A single number is required: the count of lines in the entries below that include the word "tree".

Point-per-instance localization data ->
···

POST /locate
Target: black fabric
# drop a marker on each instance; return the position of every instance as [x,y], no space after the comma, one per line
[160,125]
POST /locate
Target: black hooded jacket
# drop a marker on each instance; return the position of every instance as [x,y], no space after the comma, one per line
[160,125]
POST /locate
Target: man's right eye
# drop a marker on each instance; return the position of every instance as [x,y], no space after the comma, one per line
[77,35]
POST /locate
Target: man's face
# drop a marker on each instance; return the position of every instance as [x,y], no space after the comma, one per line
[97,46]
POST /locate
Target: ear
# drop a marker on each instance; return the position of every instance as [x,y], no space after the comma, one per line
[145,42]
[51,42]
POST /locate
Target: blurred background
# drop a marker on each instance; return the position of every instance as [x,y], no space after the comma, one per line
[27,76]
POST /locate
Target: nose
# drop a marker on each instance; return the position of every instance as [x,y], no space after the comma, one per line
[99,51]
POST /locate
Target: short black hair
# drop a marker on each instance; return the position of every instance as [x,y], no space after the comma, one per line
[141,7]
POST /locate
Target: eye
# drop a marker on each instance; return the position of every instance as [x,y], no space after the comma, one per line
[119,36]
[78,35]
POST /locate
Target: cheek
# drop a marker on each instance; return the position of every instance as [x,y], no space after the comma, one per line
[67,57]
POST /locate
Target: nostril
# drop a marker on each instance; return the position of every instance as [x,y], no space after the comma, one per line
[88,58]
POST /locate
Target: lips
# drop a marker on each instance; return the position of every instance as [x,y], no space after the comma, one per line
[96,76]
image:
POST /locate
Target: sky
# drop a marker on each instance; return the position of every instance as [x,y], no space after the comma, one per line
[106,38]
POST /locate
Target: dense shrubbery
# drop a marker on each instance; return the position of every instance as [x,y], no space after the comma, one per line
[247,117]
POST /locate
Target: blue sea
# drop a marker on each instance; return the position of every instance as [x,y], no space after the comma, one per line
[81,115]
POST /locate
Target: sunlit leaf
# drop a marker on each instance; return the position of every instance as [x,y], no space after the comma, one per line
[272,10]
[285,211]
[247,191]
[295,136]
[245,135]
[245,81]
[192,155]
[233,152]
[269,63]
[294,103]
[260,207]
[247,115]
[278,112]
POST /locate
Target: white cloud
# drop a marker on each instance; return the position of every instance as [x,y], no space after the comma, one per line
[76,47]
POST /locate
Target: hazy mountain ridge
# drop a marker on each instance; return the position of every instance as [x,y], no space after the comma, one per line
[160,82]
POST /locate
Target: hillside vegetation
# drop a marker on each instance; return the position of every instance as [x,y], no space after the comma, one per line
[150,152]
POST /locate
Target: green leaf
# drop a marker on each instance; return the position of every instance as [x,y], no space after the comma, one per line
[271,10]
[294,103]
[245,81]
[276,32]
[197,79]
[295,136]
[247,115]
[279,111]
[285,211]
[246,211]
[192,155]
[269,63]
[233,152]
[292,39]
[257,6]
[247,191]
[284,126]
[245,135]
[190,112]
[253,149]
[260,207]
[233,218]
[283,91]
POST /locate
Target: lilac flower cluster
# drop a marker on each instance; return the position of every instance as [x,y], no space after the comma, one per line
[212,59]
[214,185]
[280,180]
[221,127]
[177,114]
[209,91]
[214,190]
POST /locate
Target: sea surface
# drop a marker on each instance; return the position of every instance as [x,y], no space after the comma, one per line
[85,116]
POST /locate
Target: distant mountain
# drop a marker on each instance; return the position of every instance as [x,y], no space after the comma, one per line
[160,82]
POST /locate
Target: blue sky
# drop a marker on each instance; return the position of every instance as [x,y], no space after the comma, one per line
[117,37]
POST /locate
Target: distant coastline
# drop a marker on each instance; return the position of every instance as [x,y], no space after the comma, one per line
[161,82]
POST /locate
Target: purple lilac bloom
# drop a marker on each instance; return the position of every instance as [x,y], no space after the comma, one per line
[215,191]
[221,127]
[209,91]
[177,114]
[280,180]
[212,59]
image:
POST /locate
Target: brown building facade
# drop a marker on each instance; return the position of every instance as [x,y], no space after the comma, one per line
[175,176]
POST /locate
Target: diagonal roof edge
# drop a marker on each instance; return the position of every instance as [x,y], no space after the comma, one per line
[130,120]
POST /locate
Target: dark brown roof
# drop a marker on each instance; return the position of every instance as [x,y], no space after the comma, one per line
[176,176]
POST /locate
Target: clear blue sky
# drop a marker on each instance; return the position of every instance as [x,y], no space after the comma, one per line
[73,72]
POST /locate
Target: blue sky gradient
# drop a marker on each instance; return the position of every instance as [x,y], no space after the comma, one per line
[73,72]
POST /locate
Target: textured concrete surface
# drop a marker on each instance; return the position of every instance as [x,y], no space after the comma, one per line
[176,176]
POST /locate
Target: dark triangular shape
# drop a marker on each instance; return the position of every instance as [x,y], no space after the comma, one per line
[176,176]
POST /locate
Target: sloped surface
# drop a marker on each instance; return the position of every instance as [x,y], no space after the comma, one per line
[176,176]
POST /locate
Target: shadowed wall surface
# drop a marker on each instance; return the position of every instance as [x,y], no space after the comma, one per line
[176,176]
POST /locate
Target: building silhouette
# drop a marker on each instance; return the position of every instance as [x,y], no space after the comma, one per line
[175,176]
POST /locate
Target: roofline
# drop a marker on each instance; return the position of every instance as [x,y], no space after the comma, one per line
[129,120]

···

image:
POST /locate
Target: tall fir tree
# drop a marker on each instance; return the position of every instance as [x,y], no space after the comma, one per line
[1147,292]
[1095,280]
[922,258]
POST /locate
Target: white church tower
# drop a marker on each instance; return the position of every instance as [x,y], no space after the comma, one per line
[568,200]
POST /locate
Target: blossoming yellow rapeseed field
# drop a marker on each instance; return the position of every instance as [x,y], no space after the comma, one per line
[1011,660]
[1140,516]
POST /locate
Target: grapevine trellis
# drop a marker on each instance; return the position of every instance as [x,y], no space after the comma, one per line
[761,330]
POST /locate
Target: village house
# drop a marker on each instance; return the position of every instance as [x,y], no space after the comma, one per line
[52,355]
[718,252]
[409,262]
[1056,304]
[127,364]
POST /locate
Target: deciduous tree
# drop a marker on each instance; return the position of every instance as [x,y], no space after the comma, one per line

···

Answer to this task ->
2